The Mysterious Cities of Gold (太陽の子エステバン Taiyō no ko Esuteban, Les Mystérieuses Cités d’or) also called Esteban, Child of the Sun, abbreviated MCoG, is a Japanese-French animated series co-produced by DiC Entertainment and Studio Pierrot. The series premiered in Japan on NHK on June 29, 1982 and ran weekly for 39 episodes until its conclusion on June 7, 1983. Set in 1532, the series follows the adventures of a young Spanish boy named Esteban who joins a voyage to the New World in search of the lost Cities of Gold and his father.
It was licensed for release in France by AK Video, which aired the series under the title Les Mystérieuses Cités d’Or in 1983. The French version, edited to have different characterization and music, was subsequently redubbed and distributed to many different countries throughout the world. In the United States, it aired under its English title of The Mysterious Cities of Gold. It is licensed for English language home video release in the United Kingdom, Australia, and North America by Fabulous Films.

────────────────────────────────────────

• Exercises
A. Summarize the passage on The Mysterious Cities of Gold in two sentences.
B. Repeat, word for word, the stretch of the passage on The Mysterious Cities of Gold from "The Mysterious Cities of Gold (太陽の子エステバン" through "and his father.".
C. Write the next part of the passage on The Mysterious Cities of Gold, picking up after its final sentence.

[Region annotation entries]
────────────────────────────────────────

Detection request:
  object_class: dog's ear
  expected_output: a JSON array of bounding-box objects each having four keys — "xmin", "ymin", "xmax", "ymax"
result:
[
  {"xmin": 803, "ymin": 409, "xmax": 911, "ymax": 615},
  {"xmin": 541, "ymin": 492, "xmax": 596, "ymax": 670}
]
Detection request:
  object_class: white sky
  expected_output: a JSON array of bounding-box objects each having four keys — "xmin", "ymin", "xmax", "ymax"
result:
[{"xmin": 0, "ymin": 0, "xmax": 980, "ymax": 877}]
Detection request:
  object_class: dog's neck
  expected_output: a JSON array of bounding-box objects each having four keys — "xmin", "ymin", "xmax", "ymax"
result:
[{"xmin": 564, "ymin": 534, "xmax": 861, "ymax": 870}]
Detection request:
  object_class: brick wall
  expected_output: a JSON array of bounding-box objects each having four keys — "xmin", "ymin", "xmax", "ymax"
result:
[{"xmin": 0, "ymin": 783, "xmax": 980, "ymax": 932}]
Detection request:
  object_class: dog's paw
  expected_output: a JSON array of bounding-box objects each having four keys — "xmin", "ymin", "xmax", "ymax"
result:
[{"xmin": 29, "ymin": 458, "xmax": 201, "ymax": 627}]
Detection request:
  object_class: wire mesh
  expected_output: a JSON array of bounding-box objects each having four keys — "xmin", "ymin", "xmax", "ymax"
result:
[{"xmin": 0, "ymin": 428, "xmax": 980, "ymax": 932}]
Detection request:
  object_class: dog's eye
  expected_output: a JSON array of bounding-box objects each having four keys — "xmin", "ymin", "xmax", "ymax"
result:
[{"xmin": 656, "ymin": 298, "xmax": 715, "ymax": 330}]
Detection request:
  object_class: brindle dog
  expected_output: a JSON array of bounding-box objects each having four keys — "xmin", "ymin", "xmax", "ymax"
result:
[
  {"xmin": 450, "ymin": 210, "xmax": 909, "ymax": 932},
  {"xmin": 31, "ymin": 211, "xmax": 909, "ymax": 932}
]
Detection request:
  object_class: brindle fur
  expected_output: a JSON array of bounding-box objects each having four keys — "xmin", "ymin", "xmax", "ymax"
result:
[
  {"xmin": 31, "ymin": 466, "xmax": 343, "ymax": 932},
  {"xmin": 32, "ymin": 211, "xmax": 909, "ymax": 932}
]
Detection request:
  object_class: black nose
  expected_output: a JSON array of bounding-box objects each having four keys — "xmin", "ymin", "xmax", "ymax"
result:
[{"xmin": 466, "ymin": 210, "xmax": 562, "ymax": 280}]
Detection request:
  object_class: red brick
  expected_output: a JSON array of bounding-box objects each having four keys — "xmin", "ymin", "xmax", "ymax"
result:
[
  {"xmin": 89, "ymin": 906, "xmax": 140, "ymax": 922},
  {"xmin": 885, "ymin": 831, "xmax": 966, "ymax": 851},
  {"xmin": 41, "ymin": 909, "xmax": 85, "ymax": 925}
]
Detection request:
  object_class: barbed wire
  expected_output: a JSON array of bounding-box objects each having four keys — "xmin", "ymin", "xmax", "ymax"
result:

────────────────────────────────────────

• Written answers
A. The Mysterious Cities of Gold is a Japanese-French animated series by DiC Entertainment and Studio Pierrot that ran for 39 episodes on NHK in Japan from June 29, 1982, to June 7, 1983. Set in 1532, it follows a young Spanish boy, Esteban, on a voyage to the New World to find the lost Cities of Gold and his father, and its edited French version was redubbed and distributed around the world.

B.
The Mysterious Cities of Gold (太陽の子エステバン Taiyō no ko Esuteban, Les Mystérieuses Cités d’or) also called Esteban, Child of the Sun, abbreviated MCoG, is a Japanese-French animated series co-produced by DiC Entertainment and Studio Pierrot. The series premiered in Japan on NHK on June 29, 1982 and ran weekly for 39 episodes until its conclusion on June 7, 1983. Set in 1532, the series follows the adventures of a young Spanish boy named Esteban who joins a voyage to the New World in search of the lost Cities of Gold and his father.

C.
In 2007 a film version of the story was announced by Movie Plus Group, but, as of 2011, little is known about its status. On Chibi Japan Expo in Paris, Jean Chalopin announced that three new seasons of 26 episodes are planned with a release starting in 2011. The time for the release was later pushed back to 2012.
In 1532 a Spanish orphan named Esteban joins Mendoza, a navigator, and his associates Sancho and Pedro, in their search for one of The Seven Cities of Gold in the New World, hoping to find his father. They are joined on their quest by Zia, an Incan girl (who was kidnapped by Mendoza), and Tao, the last descendant of the sunken empire of Mu (Hiva in the English dub).
The series is a mix of ancient South American history, archaeology, and science fiction. The travellers encounter the Maya, Inca, and Olmecs during their journey. They discover many lost technological wonders of the Mu Empire, including a solar powered ship (the Solaris) and The Golden Condor, a huge solar-powered ornithopter (mechanical bird), capable of traveling considerable distances under the sun’s power alone. They are constantly pursued by antagonists Gomez and Gaspard, who are also in search of the Cities of Gold.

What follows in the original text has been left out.